WORK TO BE COMPLETED: All lines with the word "foreground" must be pulled from the entries below.

Content starts

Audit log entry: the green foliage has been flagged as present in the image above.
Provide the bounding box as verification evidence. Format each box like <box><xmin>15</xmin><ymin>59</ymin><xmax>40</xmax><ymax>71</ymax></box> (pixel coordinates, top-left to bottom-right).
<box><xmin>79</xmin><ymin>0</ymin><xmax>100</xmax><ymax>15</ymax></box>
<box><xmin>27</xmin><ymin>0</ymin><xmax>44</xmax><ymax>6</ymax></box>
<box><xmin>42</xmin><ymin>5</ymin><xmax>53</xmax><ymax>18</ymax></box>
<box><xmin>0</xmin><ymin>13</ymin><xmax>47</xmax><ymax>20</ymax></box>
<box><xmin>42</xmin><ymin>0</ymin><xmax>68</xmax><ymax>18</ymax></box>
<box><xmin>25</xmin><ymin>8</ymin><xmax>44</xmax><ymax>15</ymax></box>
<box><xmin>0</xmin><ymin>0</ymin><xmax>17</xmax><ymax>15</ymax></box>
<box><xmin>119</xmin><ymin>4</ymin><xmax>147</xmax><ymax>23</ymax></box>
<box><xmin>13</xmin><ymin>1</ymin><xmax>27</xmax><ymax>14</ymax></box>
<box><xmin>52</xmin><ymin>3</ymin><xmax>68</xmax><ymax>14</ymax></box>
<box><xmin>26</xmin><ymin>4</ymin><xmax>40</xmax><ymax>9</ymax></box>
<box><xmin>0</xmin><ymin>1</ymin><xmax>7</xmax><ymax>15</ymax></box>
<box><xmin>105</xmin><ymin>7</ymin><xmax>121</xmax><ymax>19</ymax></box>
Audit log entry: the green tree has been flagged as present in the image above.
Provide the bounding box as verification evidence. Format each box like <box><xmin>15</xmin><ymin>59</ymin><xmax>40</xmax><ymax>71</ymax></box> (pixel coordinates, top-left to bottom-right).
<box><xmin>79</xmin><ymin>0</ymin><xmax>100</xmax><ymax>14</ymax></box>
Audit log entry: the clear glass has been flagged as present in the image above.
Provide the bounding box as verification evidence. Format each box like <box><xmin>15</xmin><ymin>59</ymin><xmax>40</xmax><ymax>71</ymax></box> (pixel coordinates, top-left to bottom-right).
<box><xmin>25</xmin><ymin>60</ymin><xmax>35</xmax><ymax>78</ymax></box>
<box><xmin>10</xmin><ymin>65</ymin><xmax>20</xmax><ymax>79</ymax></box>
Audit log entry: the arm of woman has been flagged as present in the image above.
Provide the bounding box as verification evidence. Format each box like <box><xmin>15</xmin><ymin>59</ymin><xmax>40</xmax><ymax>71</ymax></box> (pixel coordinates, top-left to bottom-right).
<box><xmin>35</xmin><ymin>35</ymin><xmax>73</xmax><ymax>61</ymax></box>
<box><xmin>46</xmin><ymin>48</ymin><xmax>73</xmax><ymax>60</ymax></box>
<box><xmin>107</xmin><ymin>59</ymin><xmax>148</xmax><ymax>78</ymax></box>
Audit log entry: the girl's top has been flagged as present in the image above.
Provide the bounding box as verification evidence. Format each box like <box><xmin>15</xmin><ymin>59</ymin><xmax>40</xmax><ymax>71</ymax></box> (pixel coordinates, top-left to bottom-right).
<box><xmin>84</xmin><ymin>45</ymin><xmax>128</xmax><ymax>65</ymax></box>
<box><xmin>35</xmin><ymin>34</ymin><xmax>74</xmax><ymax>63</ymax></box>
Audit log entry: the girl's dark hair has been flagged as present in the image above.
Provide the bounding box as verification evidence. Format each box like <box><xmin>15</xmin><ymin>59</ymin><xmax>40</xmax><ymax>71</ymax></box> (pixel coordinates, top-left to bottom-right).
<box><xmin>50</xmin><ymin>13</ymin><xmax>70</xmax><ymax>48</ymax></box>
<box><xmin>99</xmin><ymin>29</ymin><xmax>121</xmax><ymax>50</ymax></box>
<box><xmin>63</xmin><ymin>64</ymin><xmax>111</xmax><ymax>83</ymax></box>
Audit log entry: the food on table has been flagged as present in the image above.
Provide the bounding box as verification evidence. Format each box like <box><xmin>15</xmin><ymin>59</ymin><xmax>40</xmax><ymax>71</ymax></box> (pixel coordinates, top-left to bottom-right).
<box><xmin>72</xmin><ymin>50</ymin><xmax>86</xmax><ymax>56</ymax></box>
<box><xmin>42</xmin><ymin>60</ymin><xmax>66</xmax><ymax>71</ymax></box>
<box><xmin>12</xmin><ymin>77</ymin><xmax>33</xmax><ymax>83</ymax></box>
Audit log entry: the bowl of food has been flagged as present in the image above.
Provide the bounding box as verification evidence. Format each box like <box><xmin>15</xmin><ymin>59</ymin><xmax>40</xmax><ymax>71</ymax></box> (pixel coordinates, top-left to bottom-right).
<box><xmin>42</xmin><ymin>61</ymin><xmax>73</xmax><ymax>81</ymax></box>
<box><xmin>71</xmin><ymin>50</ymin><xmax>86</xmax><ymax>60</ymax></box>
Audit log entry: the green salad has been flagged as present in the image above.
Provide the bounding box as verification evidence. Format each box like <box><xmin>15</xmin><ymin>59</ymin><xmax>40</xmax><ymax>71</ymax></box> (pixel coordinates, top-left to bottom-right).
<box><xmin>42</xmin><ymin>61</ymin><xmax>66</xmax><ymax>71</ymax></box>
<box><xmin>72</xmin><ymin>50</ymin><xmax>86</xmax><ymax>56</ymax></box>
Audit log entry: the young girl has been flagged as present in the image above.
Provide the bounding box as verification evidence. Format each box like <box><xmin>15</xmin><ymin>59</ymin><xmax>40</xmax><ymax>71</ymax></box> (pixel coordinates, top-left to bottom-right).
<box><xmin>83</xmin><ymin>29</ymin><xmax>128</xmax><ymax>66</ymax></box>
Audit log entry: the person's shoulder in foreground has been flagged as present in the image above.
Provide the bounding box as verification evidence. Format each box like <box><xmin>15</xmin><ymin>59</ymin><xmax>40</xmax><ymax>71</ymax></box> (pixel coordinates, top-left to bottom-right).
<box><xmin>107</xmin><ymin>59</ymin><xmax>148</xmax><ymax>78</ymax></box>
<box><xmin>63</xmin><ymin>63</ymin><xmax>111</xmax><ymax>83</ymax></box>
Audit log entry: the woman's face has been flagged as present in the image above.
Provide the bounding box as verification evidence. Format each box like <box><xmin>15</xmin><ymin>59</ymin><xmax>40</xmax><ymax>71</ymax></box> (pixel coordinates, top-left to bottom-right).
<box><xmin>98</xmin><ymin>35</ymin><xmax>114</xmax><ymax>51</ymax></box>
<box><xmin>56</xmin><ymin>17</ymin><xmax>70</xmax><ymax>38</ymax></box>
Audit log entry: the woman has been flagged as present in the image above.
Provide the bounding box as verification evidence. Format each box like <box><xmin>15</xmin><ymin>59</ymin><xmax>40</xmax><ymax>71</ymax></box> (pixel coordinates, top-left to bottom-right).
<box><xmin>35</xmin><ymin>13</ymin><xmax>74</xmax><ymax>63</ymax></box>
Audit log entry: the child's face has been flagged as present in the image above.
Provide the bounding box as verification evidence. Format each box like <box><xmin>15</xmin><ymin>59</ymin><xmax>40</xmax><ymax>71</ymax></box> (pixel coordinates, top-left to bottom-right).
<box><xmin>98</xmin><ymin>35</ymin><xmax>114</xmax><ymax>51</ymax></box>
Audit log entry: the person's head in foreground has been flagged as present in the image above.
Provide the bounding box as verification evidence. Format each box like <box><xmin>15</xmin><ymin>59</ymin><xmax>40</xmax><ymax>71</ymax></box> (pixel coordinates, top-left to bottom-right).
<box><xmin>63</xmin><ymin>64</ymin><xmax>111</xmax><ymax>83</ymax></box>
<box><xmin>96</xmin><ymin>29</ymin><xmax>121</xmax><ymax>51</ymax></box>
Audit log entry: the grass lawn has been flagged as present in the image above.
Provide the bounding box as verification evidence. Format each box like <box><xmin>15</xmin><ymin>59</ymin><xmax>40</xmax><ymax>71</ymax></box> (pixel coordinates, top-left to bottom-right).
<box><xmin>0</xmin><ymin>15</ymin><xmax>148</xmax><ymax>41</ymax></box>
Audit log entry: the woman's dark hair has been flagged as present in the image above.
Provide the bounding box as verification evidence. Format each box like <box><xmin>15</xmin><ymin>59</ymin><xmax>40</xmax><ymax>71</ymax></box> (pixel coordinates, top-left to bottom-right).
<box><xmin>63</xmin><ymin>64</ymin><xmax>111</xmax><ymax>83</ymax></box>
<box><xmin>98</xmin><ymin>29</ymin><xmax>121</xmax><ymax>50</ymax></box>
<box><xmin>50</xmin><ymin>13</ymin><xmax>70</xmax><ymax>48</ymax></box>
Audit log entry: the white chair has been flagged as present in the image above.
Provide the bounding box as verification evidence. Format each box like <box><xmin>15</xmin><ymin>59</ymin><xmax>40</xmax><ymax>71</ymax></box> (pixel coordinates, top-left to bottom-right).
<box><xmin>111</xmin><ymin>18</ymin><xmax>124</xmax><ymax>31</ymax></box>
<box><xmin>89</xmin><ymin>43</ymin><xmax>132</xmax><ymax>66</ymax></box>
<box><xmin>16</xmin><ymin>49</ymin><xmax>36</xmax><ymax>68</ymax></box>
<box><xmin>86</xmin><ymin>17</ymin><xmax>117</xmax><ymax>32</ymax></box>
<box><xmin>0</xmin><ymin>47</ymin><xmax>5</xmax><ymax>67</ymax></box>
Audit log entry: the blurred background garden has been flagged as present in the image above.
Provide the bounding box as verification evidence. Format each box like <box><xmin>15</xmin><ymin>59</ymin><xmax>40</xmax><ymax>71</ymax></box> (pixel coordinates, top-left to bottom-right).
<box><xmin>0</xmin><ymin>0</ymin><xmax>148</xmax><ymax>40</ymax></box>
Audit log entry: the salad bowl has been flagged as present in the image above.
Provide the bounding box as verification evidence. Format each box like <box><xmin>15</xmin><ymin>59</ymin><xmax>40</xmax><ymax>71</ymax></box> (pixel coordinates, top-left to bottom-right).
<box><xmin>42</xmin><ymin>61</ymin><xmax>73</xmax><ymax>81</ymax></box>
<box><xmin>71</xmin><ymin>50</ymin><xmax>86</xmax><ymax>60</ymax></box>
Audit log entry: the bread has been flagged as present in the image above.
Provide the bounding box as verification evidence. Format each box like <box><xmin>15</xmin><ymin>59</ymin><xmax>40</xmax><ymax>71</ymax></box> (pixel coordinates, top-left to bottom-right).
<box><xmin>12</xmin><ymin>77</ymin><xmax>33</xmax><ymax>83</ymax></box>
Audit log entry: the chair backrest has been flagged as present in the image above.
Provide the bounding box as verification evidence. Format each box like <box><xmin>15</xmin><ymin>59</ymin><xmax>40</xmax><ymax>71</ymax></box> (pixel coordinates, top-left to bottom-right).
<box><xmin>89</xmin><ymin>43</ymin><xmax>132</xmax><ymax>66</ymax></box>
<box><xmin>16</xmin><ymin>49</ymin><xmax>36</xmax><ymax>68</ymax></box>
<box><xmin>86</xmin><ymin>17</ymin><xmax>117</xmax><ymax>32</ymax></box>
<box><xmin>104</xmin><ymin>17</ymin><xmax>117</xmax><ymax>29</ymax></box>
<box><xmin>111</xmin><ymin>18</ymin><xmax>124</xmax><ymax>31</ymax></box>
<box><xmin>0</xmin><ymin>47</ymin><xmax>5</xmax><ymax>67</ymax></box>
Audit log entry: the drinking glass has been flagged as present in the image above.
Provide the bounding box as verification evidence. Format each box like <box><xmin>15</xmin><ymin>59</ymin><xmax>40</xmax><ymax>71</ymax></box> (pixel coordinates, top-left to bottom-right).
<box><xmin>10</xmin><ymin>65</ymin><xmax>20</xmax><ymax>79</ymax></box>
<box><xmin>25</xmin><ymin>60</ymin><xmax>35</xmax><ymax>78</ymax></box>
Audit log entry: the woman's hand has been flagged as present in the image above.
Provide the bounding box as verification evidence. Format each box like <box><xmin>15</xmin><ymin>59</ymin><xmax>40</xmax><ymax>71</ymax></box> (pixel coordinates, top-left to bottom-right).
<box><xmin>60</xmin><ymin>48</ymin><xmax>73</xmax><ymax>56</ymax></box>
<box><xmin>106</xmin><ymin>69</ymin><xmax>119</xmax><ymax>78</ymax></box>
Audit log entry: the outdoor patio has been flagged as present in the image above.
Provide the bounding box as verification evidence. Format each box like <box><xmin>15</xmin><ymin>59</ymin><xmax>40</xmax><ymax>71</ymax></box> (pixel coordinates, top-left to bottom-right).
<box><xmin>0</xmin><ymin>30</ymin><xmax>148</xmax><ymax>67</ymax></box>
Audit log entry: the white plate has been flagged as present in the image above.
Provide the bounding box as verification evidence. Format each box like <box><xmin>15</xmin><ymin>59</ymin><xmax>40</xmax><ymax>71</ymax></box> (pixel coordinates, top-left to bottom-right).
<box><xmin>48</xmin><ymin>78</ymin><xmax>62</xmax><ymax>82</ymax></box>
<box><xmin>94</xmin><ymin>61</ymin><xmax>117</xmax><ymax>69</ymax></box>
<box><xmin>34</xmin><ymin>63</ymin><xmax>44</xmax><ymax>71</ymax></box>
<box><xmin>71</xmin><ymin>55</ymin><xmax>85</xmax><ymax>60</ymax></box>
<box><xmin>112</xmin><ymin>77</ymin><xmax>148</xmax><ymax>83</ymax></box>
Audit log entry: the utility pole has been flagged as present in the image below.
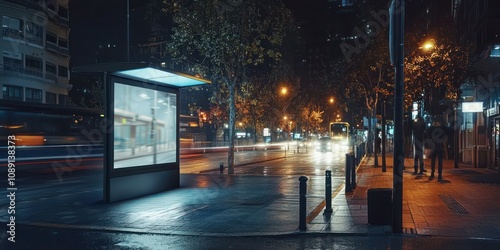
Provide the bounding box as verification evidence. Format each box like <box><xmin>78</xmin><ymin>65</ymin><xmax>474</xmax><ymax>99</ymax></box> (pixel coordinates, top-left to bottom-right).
<box><xmin>390</xmin><ymin>0</ymin><xmax>405</xmax><ymax>234</ymax></box>
<box><xmin>126</xmin><ymin>0</ymin><xmax>130</xmax><ymax>62</ymax></box>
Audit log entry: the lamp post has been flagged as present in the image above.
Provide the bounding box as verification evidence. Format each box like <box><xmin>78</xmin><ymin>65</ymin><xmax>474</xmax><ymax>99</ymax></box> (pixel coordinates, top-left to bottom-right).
<box><xmin>419</xmin><ymin>38</ymin><xmax>436</xmax><ymax>117</ymax></box>
<box><xmin>126</xmin><ymin>0</ymin><xmax>130</xmax><ymax>62</ymax></box>
<box><xmin>238</xmin><ymin>122</ymin><xmax>243</xmax><ymax>145</ymax></box>
<box><xmin>280</xmin><ymin>86</ymin><xmax>289</xmax><ymax>142</ymax></box>
<box><xmin>390</xmin><ymin>0</ymin><xmax>405</xmax><ymax>234</ymax></box>
<box><xmin>283</xmin><ymin>116</ymin><xmax>288</xmax><ymax>142</ymax></box>
<box><xmin>329</xmin><ymin>97</ymin><xmax>334</xmax><ymax>128</ymax></box>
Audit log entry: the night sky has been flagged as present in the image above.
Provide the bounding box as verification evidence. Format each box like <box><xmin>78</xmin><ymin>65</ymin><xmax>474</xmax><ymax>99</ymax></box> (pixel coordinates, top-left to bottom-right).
<box><xmin>69</xmin><ymin>0</ymin><xmax>130</xmax><ymax>67</ymax></box>
<box><xmin>69</xmin><ymin>0</ymin><xmax>327</xmax><ymax>68</ymax></box>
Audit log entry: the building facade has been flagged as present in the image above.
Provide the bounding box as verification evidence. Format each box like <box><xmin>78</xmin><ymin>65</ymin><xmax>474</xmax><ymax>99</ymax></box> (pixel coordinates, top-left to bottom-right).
<box><xmin>454</xmin><ymin>0</ymin><xmax>500</xmax><ymax>171</ymax></box>
<box><xmin>0</xmin><ymin>0</ymin><xmax>71</xmax><ymax>105</ymax></box>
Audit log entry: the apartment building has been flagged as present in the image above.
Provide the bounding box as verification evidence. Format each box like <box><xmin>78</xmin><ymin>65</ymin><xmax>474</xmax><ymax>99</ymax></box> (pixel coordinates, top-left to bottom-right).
<box><xmin>0</xmin><ymin>0</ymin><xmax>71</xmax><ymax>105</ymax></box>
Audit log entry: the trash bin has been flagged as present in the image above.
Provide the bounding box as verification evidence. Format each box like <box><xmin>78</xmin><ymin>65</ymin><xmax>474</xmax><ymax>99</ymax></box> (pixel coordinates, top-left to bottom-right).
<box><xmin>367</xmin><ymin>188</ymin><xmax>392</xmax><ymax>225</ymax></box>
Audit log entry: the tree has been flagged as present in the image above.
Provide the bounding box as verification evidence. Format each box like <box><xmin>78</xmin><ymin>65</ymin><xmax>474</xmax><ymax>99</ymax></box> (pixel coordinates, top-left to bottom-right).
<box><xmin>300</xmin><ymin>103</ymin><xmax>324</xmax><ymax>137</ymax></box>
<box><xmin>405</xmin><ymin>21</ymin><xmax>474</xmax><ymax>116</ymax></box>
<box><xmin>68</xmin><ymin>73</ymin><xmax>104</xmax><ymax>110</ymax></box>
<box><xmin>325</xmin><ymin>0</ymin><xmax>393</xmax><ymax>158</ymax></box>
<box><xmin>164</xmin><ymin>0</ymin><xmax>293</xmax><ymax>173</ymax></box>
<box><xmin>236</xmin><ymin>74</ymin><xmax>267</xmax><ymax>144</ymax></box>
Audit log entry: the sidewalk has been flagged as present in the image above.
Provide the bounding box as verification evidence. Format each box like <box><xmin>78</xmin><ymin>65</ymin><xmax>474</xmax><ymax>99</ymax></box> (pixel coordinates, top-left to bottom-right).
<box><xmin>308</xmin><ymin>153</ymin><xmax>500</xmax><ymax>239</ymax></box>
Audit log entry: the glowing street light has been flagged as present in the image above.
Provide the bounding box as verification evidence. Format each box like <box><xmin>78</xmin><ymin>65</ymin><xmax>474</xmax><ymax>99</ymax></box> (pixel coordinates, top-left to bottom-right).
<box><xmin>281</xmin><ymin>87</ymin><xmax>288</xmax><ymax>95</ymax></box>
<box><xmin>420</xmin><ymin>39</ymin><xmax>435</xmax><ymax>51</ymax></box>
<box><xmin>328</xmin><ymin>97</ymin><xmax>334</xmax><ymax>124</ymax></box>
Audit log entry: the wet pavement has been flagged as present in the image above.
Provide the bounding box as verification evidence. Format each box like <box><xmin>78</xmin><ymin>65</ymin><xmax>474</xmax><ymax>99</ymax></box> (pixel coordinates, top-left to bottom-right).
<box><xmin>345</xmin><ymin>154</ymin><xmax>500</xmax><ymax>239</ymax></box>
<box><xmin>2</xmin><ymin>146</ymin><xmax>500</xmax><ymax>249</ymax></box>
<box><xmin>1</xmin><ymin>173</ymin><xmax>330</xmax><ymax>236</ymax></box>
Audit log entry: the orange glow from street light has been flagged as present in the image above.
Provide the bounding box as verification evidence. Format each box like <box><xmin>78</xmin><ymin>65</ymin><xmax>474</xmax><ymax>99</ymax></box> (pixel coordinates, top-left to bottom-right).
<box><xmin>281</xmin><ymin>87</ymin><xmax>288</xmax><ymax>95</ymax></box>
<box><xmin>421</xmin><ymin>39</ymin><xmax>435</xmax><ymax>51</ymax></box>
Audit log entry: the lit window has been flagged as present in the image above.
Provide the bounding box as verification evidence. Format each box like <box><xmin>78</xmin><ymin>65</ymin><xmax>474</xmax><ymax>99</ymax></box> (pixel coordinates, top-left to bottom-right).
<box><xmin>3</xmin><ymin>85</ymin><xmax>23</xmax><ymax>100</ymax></box>
<box><xmin>25</xmin><ymin>21</ymin><xmax>43</xmax><ymax>46</ymax></box>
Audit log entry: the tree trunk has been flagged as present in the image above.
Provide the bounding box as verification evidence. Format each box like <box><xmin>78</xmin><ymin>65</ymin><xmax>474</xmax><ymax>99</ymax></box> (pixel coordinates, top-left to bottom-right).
<box><xmin>381</xmin><ymin>100</ymin><xmax>387</xmax><ymax>171</ymax></box>
<box><xmin>373</xmin><ymin>107</ymin><xmax>379</xmax><ymax>167</ymax></box>
<box><xmin>367</xmin><ymin>112</ymin><xmax>373</xmax><ymax>154</ymax></box>
<box><xmin>253</xmin><ymin>118</ymin><xmax>258</xmax><ymax>144</ymax></box>
<box><xmin>228</xmin><ymin>80</ymin><xmax>236</xmax><ymax>174</ymax></box>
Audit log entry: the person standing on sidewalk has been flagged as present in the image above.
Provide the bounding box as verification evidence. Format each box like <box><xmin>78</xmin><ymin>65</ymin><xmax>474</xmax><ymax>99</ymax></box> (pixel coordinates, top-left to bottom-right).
<box><xmin>412</xmin><ymin>115</ymin><xmax>426</xmax><ymax>174</ymax></box>
<box><xmin>426</xmin><ymin>119</ymin><xmax>448</xmax><ymax>180</ymax></box>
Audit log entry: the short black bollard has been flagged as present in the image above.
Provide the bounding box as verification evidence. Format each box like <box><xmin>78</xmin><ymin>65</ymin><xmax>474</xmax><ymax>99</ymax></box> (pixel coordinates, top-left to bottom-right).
<box><xmin>356</xmin><ymin>144</ymin><xmax>362</xmax><ymax>166</ymax></box>
<box><xmin>324</xmin><ymin>170</ymin><xmax>332</xmax><ymax>214</ymax></box>
<box><xmin>345</xmin><ymin>153</ymin><xmax>352</xmax><ymax>192</ymax></box>
<box><xmin>219</xmin><ymin>162</ymin><xmax>224</xmax><ymax>174</ymax></box>
<box><xmin>356</xmin><ymin>144</ymin><xmax>361</xmax><ymax>165</ymax></box>
<box><xmin>299</xmin><ymin>176</ymin><xmax>308</xmax><ymax>231</ymax></box>
<box><xmin>350</xmin><ymin>153</ymin><xmax>356</xmax><ymax>189</ymax></box>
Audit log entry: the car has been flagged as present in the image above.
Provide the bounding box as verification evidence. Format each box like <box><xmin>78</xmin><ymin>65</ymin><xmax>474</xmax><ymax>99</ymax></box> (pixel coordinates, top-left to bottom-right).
<box><xmin>316</xmin><ymin>136</ymin><xmax>333</xmax><ymax>152</ymax></box>
<box><xmin>297</xmin><ymin>138</ymin><xmax>309</xmax><ymax>148</ymax></box>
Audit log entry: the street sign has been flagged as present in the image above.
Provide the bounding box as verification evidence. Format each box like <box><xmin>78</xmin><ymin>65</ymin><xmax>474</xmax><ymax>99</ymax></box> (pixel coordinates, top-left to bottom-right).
<box><xmin>462</xmin><ymin>102</ymin><xmax>483</xmax><ymax>113</ymax></box>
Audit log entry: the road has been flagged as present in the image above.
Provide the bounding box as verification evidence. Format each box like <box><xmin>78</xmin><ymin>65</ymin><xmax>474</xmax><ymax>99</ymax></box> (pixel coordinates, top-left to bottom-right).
<box><xmin>4</xmin><ymin>224</ymin><xmax>500</xmax><ymax>250</ymax></box>
<box><xmin>2</xmin><ymin>143</ymin><xmax>500</xmax><ymax>249</ymax></box>
<box><xmin>0</xmin><ymin>143</ymin><xmax>350</xmax><ymax>220</ymax></box>
<box><xmin>1</xmin><ymin>142</ymin><xmax>351</xmax><ymax>177</ymax></box>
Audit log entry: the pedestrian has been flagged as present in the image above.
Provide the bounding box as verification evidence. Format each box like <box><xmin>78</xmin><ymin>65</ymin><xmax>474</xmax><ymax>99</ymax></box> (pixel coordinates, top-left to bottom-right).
<box><xmin>411</xmin><ymin>115</ymin><xmax>426</xmax><ymax>174</ymax></box>
<box><xmin>375</xmin><ymin>128</ymin><xmax>381</xmax><ymax>154</ymax></box>
<box><xmin>425</xmin><ymin>119</ymin><xmax>447</xmax><ymax>180</ymax></box>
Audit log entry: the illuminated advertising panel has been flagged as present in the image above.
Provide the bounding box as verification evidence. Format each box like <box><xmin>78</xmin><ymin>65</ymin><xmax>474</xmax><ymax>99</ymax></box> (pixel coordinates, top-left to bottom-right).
<box><xmin>113</xmin><ymin>82</ymin><xmax>177</xmax><ymax>169</ymax></box>
<box><xmin>73</xmin><ymin>64</ymin><xmax>209</xmax><ymax>203</ymax></box>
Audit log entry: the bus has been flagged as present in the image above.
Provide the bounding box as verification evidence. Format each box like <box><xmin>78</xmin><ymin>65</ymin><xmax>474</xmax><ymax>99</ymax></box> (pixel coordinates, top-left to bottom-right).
<box><xmin>329</xmin><ymin>121</ymin><xmax>350</xmax><ymax>143</ymax></box>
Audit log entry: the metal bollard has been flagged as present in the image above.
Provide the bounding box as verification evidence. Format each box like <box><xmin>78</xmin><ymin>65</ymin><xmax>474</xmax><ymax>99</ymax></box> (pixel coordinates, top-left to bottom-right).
<box><xmin>356</xmin><ymin>144</ymin><xmax>361</xmax><ymax>166</ymax></box>
<box><xmin>350</xmin><ymin>153</ymin><xmax>356</xmax><ymax>189</ymax></box>
<box><xmin>324</xmin><ymin>170</ymin><xmax>333</xmax><ymax>214</ymax></box>
<box><xmin>219</xmin><ymin>162</ymin><xmax>224</xmax><ymax>174</ymax></box>
<box><xmin>299</xmin><ymin>176</ymin><xmax>308</xmax><ymax>231</ymax></box>
<box><xmin>358</xmin><ymin>144</ymin><xmax>362</xmax><ymax>165</ymax></box>
<box><xmin>345</xmin><ymin>153</ymin><xmax>352</xmax><ymax>192</ymax></box>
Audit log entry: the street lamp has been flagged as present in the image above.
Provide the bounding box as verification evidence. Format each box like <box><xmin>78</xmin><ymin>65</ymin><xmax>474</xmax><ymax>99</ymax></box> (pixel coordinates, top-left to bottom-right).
<box><xmin>328</xmin><ymin>97</ymin><xmax>334</xmax><ymax>124</ymax></box>
<box><xmin>281</xmin><ymin>87</ymin><xmax>288</xmax><ymax>95</ymax></box>
<box><xmin>283</xmin><ymin>116</ymin><xmax>289</xmax><ymax>142</ymax></box>
<box><xmin>420</xmin><ymin>39</ymin><xmax>435</xmax><ymax>52</ymax></box>
<box><xmin>418</xmin><ymin>38</ymin><xmax>436</xmax><ymax>117</ymax></box>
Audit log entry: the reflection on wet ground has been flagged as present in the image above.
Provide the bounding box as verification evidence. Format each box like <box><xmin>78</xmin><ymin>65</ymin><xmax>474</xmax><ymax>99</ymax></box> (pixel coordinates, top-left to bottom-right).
<box><xmin>183</xmin><ymin>144</ymin><xmax>350</xmax><ymax>177</ymax></box>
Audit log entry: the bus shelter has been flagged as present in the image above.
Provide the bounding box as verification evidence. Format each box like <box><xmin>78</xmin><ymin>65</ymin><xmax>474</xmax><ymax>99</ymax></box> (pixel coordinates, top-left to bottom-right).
<box><xmin>73</xmin><ymin>63</ymin><xmax>210</xmax><ymax>202</ymax></box>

Content ends

EXERCISE SOLUTION:
Audit log entry: the person's shoulder in foreground has been flagged as present in the image above.
Audit log entry: the person's head in foreground has been flagged as present in the image above.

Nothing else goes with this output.